§ RECORDS SUPPLIED
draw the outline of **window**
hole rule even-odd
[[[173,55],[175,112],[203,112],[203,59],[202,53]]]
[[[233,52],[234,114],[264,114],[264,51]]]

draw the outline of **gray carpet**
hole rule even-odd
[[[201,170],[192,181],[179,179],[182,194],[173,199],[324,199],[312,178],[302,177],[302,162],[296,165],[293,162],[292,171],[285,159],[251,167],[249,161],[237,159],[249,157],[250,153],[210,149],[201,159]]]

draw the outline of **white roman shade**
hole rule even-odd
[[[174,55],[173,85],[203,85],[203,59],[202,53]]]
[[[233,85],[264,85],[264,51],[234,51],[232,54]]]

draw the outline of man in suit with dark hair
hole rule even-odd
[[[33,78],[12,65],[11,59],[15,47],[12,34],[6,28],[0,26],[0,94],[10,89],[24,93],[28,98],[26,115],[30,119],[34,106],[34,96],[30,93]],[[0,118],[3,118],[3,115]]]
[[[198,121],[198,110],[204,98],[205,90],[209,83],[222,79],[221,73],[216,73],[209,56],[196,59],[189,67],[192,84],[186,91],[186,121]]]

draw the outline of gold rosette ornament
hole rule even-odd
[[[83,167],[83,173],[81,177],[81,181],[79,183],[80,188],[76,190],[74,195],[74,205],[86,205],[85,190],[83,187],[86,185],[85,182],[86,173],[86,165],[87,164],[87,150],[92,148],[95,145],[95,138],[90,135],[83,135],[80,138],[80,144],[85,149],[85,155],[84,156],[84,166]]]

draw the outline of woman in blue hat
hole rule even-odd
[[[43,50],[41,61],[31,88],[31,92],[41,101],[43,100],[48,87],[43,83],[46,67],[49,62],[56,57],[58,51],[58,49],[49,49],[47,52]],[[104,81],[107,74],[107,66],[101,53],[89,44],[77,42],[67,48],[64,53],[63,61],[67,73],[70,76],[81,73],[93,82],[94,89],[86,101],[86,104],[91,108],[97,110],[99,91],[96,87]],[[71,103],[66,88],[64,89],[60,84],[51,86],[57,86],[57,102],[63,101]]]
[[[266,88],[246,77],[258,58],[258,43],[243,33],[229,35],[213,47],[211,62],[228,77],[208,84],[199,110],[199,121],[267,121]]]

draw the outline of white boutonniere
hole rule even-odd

§ PROBLEM
From the records above, extract every line exactly as it stands.

§ ANSWER TO THE TASK
draw the outline of **window**
hole rule even-odd
[[[173,55],[175,112],[203,112],[203,59],[202,53]]]
[[[233,52],[234,114],[264,114],[264,51]]]

draw the outline of **gray carpet**
hole rule even-odd
[[[201,170],[192,181],[179,179],[182,194],[173,199],[324,199],[312,178],[302,177],[302,162],[296,165],[293,162],[292,171],[285,159],[251,167],[249,161],[237,159],[249,157],[250,153],[210,149],[201,159]]]

draw the outline of **white roman shade**
hole rule even-odd
[[[174,55],[173,85],[203,85],[203,59],[202,53]]]
[[[233,85],[264,85],[264,51],[234,51],[232,54]]]

draw the outline of man in suit with dark hair
hole rule even-odd
[[[33,78],[12,65],[11,59],[15,47],[12,34],[6,28],[0,26],[0,94],[10,89],[24,93],[28,98],[26,115],[30,119],[34,106],[34,96],[30,93]],[[0,118],[3,118],[3,115]]]
[[[198,121],[198,110],[204,98],[205,90],[209,83],[222,79],[221,73],[216,73],[209,56],[196,59],[189,67],[192,84],[186,91],[186,121]]]

draw the outline of gold rosette ornament
hole rule even-odd
[[[83,167],[83,173],[81,177],[81,181],[79,183],[80,188],[76,190],[74,195],[74,205],[86,205],[85,190],[83,187],[86,185],[85,182],[86,173],[86,165],[87,164],[87,150],[92,148],[95,145],[95,138],[90,135],[83,135],[80,138],[80,144],[85,149],[85,155],[84,156],[84,166]]]

draw the outline of woman in blue hat
hole rule even-odd
[[[43,50],[41,61],[31,88],[31,92],[41,101],[43,100],[48,87],[43,83],[46,67],[49,62],[56,57],[58,51],[58,49],[49,49],[47,52]],[[104,81],[107,74],[107,66],[101,53],[89,44],[77,42],[67,48],[64,53],[63,61],[67,73],[70,76],[81,73],[93,82],[94,89],[86,101],[86,104],[91,108],[97,110],[99,91],[96,87]],[[71,103],[66,88],[64,89],[60,84],[51,86],[57,86],[57,102],[63,101]]]
[[[266,88],[246,77],[258,58],[258,43],[243,33],[229,35],[213,47],[211,62],[228,77],[208,84],[199,110],[199,121],[267,121]]]

draw the outline of white boutonniere
hole rule even-odd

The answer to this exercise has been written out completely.